**TEXT SEGMENT**:
** START **
# Replacing Screen Top of Exo Terra With Glass - Help!



## lookitsadam (Jul 1, 2013)

How do most of you go about replacing the screen top with glass? It's a 12x12x18 exo terra so the opening is about 11.25x11.25. I was going to go to Lowes and have them cut a piece of glass about 11.25x9.5 in order to leave some room for ventilation.

My question is, how do you cover the vent to make sure no frogs escape?
I have some window screen that I was going to use but I don't want it to look sloppy by siliconing it to the top. Also I still want the glass+screen top removable.
How do I make it secure but look nice?

For anybody that's done this before could you please post a picture of it?

Thanks!


----------



## frogfreak (Mar 4, 2009)

The vent is siliconed in and the glass removable. You can get the screen corners and framing from Lowes.


----------



## Bcs TX (Sep 13, 2008)

Glenn's method is the better way, lately I have been having them cut the glass a couple inches short leaving the screen in tact, siliconing the glass on on top of the screen and using a thick square x2 of plexiglass drilling a hole in it for a mist head and siliconing it in the corner (I vent in the front of the viv) this method is less optimal because you have to angle the mist head down due to the screen will rust if water hits it.


----------



## phender (Jan 9, 2009)

I just pull out the spline that holds the screen in the top frame and get a piece of glass to fit in the opening. I usually leave the front inch of screen or reinstall some fiberglass screen. With the top upside down, I run a bead of silicone on the little ledge and place the glass. Then I put another bead of silicone on top and use my finger or a popsicle stick to make a seal. I make sure the glass overlaps the screen a little. The metal screen usually lays tightly against the glass. The fiberglass screen may need a little silicone to hold it down.

This is not a great pic because all the lights were out and I had to use a flash. You do get to see my female mancreek going to bed though. The tank to the right is a dirtier version. I didn't want to take off the top to view the underside because I didn't want to possibly have to chase down frogs in a dark room. If you would like a pic from underneath, let me know. I can do it tomorrow.









Here is a close up of the vent area. You can see that the metal screen fits pretty tight against the glass.









Glenn's pic appears to be a ZooMed tank. I have a slightly different process for those since you have to cut the screen out of the top (it's not held in with spline) and the inner ledge on the frame is much smaller. For those I use acrylic instead of glass.


----------



## frogfreak (Mar 4, 2009)

phender said:


> Glenn's pic appears to be a ZooMed tank. I have a slightly different process for those since you have to cut the screen out of the top (it's not held in with spline) and the inner ledge on the frame is much smaller. For those I use acrylic instead of glass.


Hi Phil,

I took the top off all together and just used the lip to hold the screen and glass.


----------



## phender (Jan 9, 2009)

frogfreak said:


> Hi Phil,
> 
> I took the top off all together and just used the lip to hold the screen and glass.


So obviously you had to cut out the little brackets on the side, how did you get the glass around the half circle hinge in the front that covers the lip?
The way I do the ZooMeds is pretty easy, but I am always looking for easier.
** END **
**PROVIDED RECORDS**:
** START **
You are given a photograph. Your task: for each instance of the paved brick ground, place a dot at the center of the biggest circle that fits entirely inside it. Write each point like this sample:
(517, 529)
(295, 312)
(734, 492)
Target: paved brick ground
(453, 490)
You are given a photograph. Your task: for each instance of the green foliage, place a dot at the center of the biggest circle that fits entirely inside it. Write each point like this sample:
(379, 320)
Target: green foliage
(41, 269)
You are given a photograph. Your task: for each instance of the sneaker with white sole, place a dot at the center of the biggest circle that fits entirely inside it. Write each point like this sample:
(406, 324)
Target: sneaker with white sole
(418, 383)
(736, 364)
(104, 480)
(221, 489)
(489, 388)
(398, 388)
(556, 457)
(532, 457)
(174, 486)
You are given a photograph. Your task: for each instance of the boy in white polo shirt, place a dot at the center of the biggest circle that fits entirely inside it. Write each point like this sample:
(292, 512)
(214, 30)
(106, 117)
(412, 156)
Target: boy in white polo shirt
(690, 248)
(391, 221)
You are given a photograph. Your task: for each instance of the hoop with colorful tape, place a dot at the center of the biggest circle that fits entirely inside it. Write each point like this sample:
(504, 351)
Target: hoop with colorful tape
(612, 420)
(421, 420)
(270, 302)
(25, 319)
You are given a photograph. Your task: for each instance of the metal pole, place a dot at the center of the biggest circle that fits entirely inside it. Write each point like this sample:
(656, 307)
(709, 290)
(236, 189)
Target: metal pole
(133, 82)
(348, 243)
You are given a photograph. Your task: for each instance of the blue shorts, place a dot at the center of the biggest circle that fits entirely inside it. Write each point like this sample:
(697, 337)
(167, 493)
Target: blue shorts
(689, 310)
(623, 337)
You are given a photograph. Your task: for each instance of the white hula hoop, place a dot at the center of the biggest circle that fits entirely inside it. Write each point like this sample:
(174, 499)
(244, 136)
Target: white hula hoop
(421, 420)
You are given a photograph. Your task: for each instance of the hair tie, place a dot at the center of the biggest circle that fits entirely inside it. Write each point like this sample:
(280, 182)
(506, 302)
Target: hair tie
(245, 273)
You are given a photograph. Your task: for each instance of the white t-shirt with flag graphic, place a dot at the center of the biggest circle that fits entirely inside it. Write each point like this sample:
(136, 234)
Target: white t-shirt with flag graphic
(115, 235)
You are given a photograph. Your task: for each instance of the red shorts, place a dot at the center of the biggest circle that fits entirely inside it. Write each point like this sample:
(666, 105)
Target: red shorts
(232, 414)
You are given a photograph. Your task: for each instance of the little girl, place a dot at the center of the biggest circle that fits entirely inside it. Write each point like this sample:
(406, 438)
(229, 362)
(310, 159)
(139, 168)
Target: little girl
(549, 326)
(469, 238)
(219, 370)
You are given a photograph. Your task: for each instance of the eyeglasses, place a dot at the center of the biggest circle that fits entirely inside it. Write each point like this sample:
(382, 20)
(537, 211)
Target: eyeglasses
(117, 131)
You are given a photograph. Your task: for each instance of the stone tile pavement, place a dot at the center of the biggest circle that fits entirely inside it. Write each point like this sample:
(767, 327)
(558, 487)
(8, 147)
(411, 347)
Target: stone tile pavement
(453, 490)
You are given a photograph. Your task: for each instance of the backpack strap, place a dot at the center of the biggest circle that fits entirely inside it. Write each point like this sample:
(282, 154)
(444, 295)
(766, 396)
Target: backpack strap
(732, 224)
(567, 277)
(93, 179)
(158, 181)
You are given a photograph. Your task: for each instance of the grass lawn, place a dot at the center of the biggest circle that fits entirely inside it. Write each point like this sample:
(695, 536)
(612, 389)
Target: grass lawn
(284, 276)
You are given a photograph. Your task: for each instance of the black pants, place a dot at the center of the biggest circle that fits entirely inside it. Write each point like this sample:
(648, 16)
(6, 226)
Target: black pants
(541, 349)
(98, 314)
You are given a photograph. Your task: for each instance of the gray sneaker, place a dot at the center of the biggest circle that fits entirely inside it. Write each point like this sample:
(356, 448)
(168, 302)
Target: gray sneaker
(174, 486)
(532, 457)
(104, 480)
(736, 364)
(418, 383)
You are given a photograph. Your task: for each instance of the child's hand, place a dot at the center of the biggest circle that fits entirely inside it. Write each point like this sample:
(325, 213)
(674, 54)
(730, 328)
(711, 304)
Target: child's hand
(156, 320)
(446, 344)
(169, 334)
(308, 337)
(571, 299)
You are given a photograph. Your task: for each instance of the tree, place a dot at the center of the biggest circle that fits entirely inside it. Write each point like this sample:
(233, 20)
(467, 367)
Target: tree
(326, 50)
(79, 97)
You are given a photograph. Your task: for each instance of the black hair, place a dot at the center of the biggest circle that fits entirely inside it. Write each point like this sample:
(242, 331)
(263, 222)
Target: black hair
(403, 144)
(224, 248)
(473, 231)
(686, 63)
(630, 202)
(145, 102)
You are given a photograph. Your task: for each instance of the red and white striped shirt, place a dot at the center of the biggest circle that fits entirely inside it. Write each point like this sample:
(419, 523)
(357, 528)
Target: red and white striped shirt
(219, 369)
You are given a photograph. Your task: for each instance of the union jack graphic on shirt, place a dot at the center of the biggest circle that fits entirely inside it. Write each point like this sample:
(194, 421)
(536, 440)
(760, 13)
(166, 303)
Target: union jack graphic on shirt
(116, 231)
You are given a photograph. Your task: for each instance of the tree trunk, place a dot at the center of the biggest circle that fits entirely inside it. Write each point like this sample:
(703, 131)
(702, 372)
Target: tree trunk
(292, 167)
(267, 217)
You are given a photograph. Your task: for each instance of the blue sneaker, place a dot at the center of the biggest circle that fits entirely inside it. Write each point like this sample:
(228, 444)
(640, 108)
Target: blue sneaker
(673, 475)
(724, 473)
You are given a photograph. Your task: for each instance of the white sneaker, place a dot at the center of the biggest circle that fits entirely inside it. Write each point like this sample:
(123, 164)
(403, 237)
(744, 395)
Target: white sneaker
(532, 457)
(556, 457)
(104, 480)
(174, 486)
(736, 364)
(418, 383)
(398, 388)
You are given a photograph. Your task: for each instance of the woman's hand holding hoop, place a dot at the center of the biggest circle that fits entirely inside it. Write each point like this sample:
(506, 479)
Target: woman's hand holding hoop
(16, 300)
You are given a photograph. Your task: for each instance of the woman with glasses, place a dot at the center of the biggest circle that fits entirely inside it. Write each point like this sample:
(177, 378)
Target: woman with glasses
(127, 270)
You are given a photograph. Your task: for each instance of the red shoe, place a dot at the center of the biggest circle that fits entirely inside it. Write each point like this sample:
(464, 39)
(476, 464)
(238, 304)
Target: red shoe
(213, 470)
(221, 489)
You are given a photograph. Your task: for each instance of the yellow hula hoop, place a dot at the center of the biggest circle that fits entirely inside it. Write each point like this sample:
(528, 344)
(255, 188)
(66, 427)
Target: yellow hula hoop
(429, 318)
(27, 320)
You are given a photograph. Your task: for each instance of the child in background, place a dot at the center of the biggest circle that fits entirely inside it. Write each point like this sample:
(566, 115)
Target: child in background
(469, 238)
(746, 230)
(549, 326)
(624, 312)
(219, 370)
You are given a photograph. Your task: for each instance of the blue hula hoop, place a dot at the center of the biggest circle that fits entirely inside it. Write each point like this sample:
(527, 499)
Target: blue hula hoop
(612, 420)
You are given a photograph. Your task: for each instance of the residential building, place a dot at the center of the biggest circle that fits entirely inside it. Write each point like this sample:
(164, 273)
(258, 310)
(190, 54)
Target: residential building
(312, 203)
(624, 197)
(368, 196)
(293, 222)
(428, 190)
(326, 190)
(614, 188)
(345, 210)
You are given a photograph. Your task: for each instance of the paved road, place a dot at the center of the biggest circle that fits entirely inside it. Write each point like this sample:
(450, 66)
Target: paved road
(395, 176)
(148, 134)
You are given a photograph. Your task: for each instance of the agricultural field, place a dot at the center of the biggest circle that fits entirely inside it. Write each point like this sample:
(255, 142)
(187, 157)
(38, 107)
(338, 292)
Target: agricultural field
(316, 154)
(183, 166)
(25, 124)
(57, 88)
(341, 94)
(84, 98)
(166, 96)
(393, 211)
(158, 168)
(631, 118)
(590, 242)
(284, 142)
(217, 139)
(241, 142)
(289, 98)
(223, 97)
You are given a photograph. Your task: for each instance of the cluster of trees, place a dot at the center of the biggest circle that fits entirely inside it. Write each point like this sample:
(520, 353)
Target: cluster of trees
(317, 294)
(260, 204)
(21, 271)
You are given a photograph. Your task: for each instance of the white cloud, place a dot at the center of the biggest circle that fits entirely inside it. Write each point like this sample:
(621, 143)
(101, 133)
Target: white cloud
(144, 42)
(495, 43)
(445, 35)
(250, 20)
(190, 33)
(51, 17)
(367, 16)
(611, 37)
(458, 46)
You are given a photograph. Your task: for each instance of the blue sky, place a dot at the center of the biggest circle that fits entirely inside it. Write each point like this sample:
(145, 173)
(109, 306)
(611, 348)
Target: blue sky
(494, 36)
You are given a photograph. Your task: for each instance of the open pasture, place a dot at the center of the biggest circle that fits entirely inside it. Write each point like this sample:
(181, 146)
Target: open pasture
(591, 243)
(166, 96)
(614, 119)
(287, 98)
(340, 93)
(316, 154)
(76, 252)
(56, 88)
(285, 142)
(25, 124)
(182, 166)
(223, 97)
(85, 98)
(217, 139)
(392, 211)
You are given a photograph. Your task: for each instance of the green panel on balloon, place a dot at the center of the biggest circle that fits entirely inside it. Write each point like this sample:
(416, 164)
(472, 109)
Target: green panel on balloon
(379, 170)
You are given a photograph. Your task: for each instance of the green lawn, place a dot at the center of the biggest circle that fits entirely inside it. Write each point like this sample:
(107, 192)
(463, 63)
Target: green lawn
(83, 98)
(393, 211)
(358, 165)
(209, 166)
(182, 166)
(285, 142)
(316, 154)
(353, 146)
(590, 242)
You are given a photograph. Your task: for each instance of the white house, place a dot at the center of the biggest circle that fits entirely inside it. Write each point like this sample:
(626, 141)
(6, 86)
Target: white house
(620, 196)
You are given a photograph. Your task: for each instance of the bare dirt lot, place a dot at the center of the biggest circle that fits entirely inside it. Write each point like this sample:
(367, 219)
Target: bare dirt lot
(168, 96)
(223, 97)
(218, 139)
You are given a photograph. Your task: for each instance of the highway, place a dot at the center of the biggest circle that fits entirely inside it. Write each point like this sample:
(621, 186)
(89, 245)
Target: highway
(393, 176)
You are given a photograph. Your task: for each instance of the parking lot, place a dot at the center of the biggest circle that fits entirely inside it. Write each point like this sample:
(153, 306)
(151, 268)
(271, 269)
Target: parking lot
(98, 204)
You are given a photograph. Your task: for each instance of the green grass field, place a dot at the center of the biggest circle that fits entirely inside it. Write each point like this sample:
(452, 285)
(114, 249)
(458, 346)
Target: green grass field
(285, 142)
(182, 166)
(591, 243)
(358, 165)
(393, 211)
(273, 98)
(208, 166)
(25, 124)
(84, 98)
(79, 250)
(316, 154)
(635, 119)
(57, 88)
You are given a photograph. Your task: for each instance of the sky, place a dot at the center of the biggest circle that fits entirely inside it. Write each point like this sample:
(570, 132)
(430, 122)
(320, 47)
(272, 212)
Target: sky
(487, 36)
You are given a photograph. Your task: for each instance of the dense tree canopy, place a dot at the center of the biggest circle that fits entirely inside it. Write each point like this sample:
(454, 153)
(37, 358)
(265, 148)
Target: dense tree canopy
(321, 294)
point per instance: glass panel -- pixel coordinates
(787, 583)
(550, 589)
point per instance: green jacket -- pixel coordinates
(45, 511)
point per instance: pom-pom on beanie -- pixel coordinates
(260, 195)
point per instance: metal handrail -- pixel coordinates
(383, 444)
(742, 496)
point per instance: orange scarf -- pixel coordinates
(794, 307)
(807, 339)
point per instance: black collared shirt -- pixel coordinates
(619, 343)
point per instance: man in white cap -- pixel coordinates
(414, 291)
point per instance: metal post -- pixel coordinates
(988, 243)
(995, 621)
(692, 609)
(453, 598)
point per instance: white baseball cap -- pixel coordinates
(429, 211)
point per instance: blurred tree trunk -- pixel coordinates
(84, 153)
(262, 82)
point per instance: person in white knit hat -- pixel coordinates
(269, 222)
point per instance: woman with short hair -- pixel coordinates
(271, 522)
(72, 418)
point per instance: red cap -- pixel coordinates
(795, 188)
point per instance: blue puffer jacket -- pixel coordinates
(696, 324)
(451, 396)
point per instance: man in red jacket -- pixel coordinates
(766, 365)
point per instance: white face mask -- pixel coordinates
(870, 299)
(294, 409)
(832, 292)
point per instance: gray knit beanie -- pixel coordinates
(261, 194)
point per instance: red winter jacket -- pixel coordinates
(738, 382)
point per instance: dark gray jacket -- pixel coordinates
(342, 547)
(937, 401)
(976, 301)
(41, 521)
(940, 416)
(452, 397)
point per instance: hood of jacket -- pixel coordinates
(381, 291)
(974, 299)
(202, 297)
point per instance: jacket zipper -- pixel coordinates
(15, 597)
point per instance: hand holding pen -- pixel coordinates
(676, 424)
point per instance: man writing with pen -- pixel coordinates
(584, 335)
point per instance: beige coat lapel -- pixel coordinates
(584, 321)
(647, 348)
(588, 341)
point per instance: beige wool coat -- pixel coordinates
** END **
**WHAT NEEDS TO BE DONE**: Can you write out the part of the glass-top thread starting with "# Replacing Screen" and going on through "picture of it?"? The rows have no part in this.

**ANSWER IN FULL**:
# Replacing Screen Top of Exo Terra With Glass - Help!



## lookitsadam (Jul 1, 2013)

How do most of you go about replacing the screen top with glass? It's a 12x12x18 exo terra so the opening is about 11.25x11.25. I was going to go to Lowes and have them cut a piece of glass about 11.25x9.5 in order to leave some room for ventilation.

My question is, how do you cover the vent to make sure no frogs escape?
I have some window screen that I was going to use but I don't want it to look sloppy by siliconing it to the top. Also I still want the glass+screen top removable.
How do I make it secure but look nice?

For anybody that's done this before could you please post a picture of it?